## BEGIN Data shown

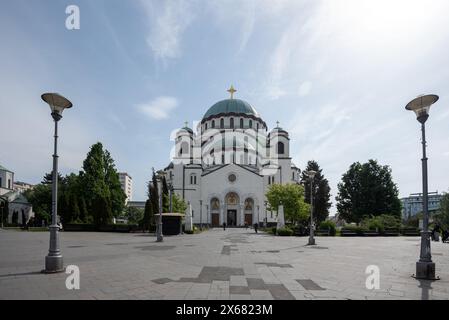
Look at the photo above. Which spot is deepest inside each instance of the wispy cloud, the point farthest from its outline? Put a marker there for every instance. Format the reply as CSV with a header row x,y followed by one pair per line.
x,y
167,22
158,108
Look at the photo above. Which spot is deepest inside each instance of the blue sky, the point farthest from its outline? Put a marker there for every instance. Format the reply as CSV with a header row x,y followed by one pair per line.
x,y
336,74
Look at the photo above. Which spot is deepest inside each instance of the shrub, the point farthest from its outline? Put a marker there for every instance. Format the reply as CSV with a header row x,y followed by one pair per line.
x,y
381,223
329,225
285,232
359,230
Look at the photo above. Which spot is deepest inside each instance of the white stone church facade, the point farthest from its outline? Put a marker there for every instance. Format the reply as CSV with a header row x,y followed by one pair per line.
x,y
225,167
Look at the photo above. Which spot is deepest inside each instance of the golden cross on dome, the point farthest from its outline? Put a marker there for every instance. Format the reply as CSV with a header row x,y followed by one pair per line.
x,y
232,91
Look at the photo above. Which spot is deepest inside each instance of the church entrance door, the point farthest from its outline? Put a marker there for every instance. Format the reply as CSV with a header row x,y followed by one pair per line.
x,y
249,219
215,219
232,218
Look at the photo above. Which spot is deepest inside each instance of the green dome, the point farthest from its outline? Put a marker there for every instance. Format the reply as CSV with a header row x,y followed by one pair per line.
x,y
231,106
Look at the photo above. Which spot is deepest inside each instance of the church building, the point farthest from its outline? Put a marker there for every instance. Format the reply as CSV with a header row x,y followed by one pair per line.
x,y
224,167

## END Data shown

> Objective: Repeat every one of the rows above word for word, and leave the pictures out of your answer.

> Result of this task:
Look at the photo above. Which spot is deepest inside each instance of the wispy cloud, the point farthest from its outline? Put a marker there for every instance. Format the reply as CSV with a header row x,y followed by one pair per line.
x,y
167,22
158,108
Look at the photo above. Which spot is deepest inside each instance of the blue sky, the point farthest from its outline? Put a marker there for every instance. Format the reply as CSV with a header row x,y followed by one pair per line.
x,y
336,74
Look at the photo above. Which spot is deepest inside each instance of the shrub, the point farthest from its outline? Put a marker there for every instance. Format the reply as CSV with a header row x,y followed by one pair per line.
x,y
381,223
329,225
285,232
359,230
Look at the photo above. Which spot is deepest inside each instance of the white stone church facade, the point farthest from its outline? Put a marker there for every instance. Format the reply as CSV with a header row x,y followed by one pair per line.
x,y
225,167
Look at the photo above. Which spot is deepest inside each instance of the golden cross on dome, the point farthest from its outline? Put a marker there for every instance. Format the reply as CSV with a header row x,y followed by one pair per line.
x,y
232,91
Look at the photo above. Which spot is deepest inside each instance of the church entrance door, the point farthest from its outline? Put a marker there for every instance. Format the reply as CSV with a header row x,y followed by one pair per line.
x,y
249,219
215,219
232,218
Look at the photo above. Which spot is deepest inside each instance of the green dome, the point farthest from its outline? Put a marker there for every instance. Format the reply as CSV with a header row x,y followed by one pair per line.
x,y
231,106
Look at the photo above. Which spot is deepest inside each instance of the church building, the point farthest from its outline? Put a marker there for every instance. Format the reply as CSV with a header row x,y followed by one pair per line.
x,y
224,167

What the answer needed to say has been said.